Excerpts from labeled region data
════

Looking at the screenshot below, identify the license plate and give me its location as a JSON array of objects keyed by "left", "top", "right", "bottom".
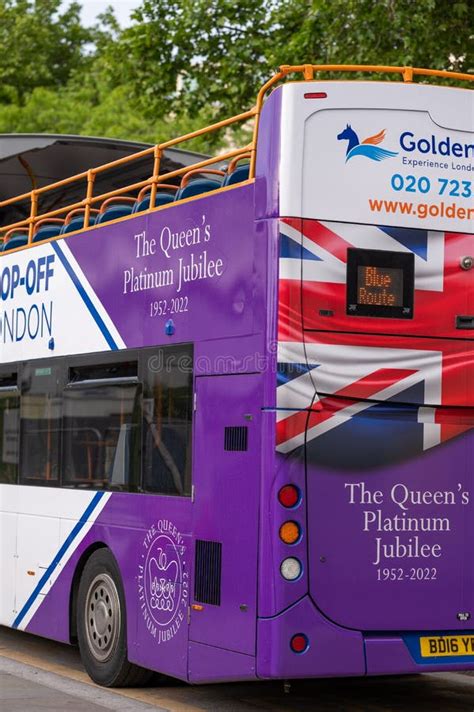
[{"left": 420, "top": 635, "right": 474, "bottom": 658}]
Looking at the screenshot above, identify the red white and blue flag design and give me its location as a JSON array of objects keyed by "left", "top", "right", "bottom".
[{"left": 277, "top": 219, "right": 474, "bottom": 453}]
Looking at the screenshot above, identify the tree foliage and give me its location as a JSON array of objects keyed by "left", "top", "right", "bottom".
[{"left": 0, "top": 0, "right": 474, "bottom": 149}]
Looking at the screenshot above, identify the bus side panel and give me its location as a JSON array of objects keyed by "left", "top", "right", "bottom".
[
  {"left": 13, "top": 488, "right": 191, "bottom": 679},
  {"left": 190, "top": 374, "right": 262, "bottom": 664},
  {"left": 0, "top": 506, "right": 18, "bottom": 625}
]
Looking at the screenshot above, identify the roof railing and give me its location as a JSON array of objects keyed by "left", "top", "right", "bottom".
[{"left": 0, "top": 64, "right": 474, "bottom": 249}]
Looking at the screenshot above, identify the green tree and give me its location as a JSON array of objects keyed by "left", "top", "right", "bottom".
[{"left": 108, "top": 0, "right": 474, "bottom": 118}]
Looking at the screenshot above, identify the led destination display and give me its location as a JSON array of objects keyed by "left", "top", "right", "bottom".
[
  {"left": 347, "top": 249, "right": 414, "bottom": 319},
  {"left": 357, "top": 265, "right": 403, "bottom": 307}
]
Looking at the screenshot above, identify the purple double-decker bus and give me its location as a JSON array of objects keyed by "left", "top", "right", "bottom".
[{"left": 0, "top": 65, "right": 474, "bottom": 686}]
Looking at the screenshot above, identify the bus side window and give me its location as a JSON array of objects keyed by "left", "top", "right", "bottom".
[
  {"left": 0, "top": 373, "right": 20, "bottom": 484},
  {"left": 61, "top": 362, "right": 141, "bottom": 492},
  {"left": 20, "top": 364, "right": 61, "bottom": 485},
  {"left": 143, "top": 344, "right": 193, "bottom": 496}
]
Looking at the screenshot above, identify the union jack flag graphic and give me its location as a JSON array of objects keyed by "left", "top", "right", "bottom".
[{"left": 276, "top": 219, "right": 474, "bottom": 454}]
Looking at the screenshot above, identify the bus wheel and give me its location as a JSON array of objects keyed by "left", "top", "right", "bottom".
[{"left": 77, "top": 548, "right": 153, "bottom": 687}]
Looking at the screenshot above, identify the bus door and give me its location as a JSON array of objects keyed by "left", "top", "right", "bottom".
[{"left": 190, "top": 374, "right": 262, "bottom": 655}]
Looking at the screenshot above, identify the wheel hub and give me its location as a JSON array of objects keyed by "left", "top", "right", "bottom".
[{"left": 85, "top": 573, "right": 121, "bottom": 662}]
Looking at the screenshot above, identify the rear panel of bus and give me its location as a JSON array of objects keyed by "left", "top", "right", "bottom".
[{"left": 259, "top": 82, "right": 474, "bottom": 676}]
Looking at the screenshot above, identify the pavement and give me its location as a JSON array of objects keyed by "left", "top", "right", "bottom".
[{"left": 0, "top": 627, "right": 474, "bottom": 712}]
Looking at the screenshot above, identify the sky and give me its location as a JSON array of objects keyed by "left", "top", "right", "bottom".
[{"left": 75, "top": 0, "right": 141, "bottom": 27}]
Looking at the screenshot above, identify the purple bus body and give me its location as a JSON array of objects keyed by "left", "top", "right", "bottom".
[{"left": 8, "top": 83, "right": 474, "bottom": 682}]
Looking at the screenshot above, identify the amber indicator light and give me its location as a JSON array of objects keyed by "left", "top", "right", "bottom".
[{"left": 280, "top": 522, "right": 301, "bottom": 544}]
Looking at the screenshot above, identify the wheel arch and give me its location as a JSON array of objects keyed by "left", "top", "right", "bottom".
[{"left": 69, "top": 541, "right": 107, "bottom": 643}]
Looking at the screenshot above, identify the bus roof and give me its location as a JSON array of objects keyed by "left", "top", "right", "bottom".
[{"left": 0, "top": 134, "right": 206, "bottom": 223}]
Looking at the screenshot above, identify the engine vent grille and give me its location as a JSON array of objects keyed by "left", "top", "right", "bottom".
[
  {"left": 224, "top": 425, "right": 249, "bottom": 451},
  {"left": 194, "top": 539, "right": 222, "bottom": 606}
]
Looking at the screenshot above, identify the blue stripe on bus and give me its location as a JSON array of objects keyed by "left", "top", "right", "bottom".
[
  {"left": 51, "top": 242, "right": 119, "bottom": 351},
  {"left": 12, "top": 492, "right": 105, "bottom": 628}
]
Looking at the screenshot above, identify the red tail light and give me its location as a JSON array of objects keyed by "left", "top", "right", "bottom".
[{"left": 278, "top": 485, "right": 301, "bottom": 509}]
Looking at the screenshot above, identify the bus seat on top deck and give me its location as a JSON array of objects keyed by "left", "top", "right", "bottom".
[
  {"left": 3, "top": 234, "right": 28, "bottom": 252},
  {"left": 176, "top": 178, "right": 222, "bottom": 200},
  {"left": 96, "top": 205, "right": 132, "bottom": 225},
  {"left": 61, "top": 215, "right": 96, "bottom": 235},
  {"left": 33, "top": 225, "right": 61, "bottom": 242},
  {"left": 132, "top": 183, "right": 178, "bottom": 213},
  {"left": 223, "top": 163, "right": 250, "bottom": 186},
  {"left": 132, "top": 193, "right": 174, "bottom": 213}
]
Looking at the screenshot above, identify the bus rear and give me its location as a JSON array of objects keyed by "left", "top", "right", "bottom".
[{"left": 258, "top": 75, "right": 474, "bottom": 677}]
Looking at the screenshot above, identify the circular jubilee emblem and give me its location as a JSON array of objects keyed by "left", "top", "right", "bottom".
[{"left": 138, "top": 519, "right": 188, "bottom": 643}]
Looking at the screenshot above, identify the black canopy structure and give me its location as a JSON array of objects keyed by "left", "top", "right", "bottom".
[{"left": 0, "top": 134, "right": 207, "bottom": 225}]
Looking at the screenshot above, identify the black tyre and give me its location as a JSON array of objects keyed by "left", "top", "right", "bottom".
[{"left": 77, "top": 548, "right": 153, "bottom": 687}]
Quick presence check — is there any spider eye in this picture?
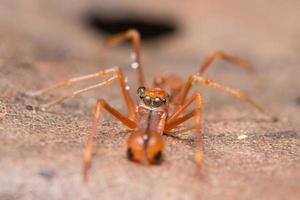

════

Pull out every line of the items above that contains the string "rear", and list those lines.

_Correct answer:_
Looking at the screenshot above, identify the rear panel of bus and give me its location as a JSON array of objects keyed by "left", "top", "right", "bottom".
Looking at the screenshot above, identify the bus rear and give me its location as a JSON array of objects keyed by "left", "top", "right", "bottom".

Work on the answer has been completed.